> **REQUIRED TASK**: Write out the whole listing again, exactly as given.

Pointing dataset records:
"""
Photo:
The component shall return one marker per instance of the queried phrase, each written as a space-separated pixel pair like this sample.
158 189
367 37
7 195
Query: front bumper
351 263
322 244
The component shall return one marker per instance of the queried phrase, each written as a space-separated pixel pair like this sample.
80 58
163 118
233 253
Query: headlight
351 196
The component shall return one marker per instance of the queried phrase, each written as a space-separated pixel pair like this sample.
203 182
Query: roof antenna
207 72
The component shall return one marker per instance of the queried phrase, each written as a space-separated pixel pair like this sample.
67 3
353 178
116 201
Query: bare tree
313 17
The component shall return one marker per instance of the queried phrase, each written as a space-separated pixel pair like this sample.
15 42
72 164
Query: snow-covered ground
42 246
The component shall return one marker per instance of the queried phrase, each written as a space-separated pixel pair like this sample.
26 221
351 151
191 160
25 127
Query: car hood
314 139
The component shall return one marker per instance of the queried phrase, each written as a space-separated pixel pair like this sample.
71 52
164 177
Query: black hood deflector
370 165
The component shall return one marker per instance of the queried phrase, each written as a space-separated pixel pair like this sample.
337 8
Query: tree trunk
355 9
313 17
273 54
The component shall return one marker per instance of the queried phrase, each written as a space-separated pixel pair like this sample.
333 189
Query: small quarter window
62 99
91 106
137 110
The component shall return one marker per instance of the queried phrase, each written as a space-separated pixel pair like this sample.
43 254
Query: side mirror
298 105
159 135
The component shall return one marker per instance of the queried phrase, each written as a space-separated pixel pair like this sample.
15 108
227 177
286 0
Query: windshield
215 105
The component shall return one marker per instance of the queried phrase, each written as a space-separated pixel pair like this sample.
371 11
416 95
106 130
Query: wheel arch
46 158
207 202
"""
> **IN RESPONSE**:
Photo:
The component shall return one marker per instance of the queried phrase, each written as a space-separated pixel pair like this sample.
158 189
367 37
7 195
Query: front bumper
351 263
322 244
The component shall return one marker per instance of the queried phrase, each written as a space-separated pixel pair like this sample.
80 58
163 118
233 253
Query: headlight
351 196
The component shall return one marker per instance of the queried phrase, each written as a space-separated pixel pair like this sample.
203 182
Query: roof antenna
207 72
The component shall return one marker per instance of the queried phrase, each written as a space-separated pixel pair like this sample.
67 3
353 178
116 201
Query: bare tree
313 17
The component shall return one marker per instance of the queried phrase, each written as a space-separated pixel pair like this sample.
15 42
72 164
Query: snow-covered ground
42 246
The component shall return one marker per instance of the queried phrase, each written as a space-separated pixel pair like this sample.
26 221
351 151
191 160
25 127
Query: car hood
314 139
The component shall return one marker per instance of the queried phrase, each written as a space-separated pixel pair like this sample.
71 52
164 177
Query: black hood deflector
370 165
The component shall return one marker per instance of the queried phrase, each written as a space-separated pixel pair like this sample.
337 8
Query: tree trunk
355 9
313 17
273 54
The component shall return one marker per instance of the queried phrase, each written as a space-separated pixel pair like this sample.
333 189
Query: small quarter window
62 99
91 106
137 110
The component shall return one marker per instance of the queried phrase, each written as a space-separated pixel pair like this sample.
43 254
Query: side mirror
298 105
159 135
The component shall return one marker per instance of the queried phrase, each written as a space-separated pixel pair like this sample.
15 108
227 177
286 0
Query: windshield
215 105
The component shall return one marker per instance of the queried phrase, each written as a space-separated pixel pair like this sample.
371 11
416 95
106 130
Query: wheel arch
46 158
207 202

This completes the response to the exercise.